> _Given task_:
Convert the entries below into a Markdown table with two columns, Row and Entry line, giving each line its own numbered row and leaving out blank lines.

**********

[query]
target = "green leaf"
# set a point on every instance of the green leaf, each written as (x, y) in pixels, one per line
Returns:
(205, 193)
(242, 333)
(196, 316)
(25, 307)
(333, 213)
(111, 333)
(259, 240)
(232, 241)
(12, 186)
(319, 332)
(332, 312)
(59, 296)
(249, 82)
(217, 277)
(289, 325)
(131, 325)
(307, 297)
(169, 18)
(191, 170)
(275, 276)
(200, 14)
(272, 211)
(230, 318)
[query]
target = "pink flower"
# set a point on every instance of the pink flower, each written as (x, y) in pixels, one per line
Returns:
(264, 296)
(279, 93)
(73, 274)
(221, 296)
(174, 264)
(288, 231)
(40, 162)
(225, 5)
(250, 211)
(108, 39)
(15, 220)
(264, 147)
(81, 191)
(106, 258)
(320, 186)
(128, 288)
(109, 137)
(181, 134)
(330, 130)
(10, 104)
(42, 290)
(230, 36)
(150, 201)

**********

> _Response below_:
| Row | Entry line |
|---|---|
| 1 | [query] |
| 2 | target = "green leaf" |
| 3 | # set a point on every instance of the green leaf, each written as (x, y) in pixels, one per line |
| 4 | Returns: |
| 5 | (205, 193) |
| 6 | (242, 333) |
| 7 | (196, 316) |
| 8 | (25, 307) |
| 9 | (333, 213) |
| 10 | (111, 333) |
| 11 | (259, 240) |
| 12 | (232, 241) |
| 13 | (12, 186) |
| 14 | (319, 332) |
| 15 | (332, 312) |
| 16 | (59, 296) |
| 17 | (249, 82) |
| 18 | (217, 277) |
| 19 | (289, 325) |
| 20 | (131, 325) |
| 21 | (307, 297) |
| 22 | (169, 18) |
| 23 | (191, 170) |
| 24 | (275, 276) |
| 25 | (200, 14) |
| 26 | (272, 211) |
| 27 | (230, 318) |
| 28 | [query] |
| 29 | target = "pink flower" |
| 30 | # set a point on every instance of the pink flower, each written as (x, y) in pixels, one per line |
| 31 | Returns: |
| 32 | (264, 296) |
| 33 | (279, 93) |
| 34 | (73, 274) |
| 35 | (221, 296) |
| 36 | (174, 264) |
| 37 | (288, 231) |
| 38 | (40, 162) |
| 39 | (225, 5) |
| 40 | (250, 211) |
| 41 | (108, 39) |
| 42 | (15, 220) |
| 43 | (264, 147) |
| 44 | (81, 191) |
| 45 | (106, 258) |
| 46 | (320, 186) |
| 47 | (128, 288) |
| 48 | (109, 137) |
| 49 | (181, 134) |
| 50 | (330, 130) |
| 51 | (10, 104) |
| 52 | (42, 290) |
| 53 | (230, 36) |
| 54 | (150, 201) |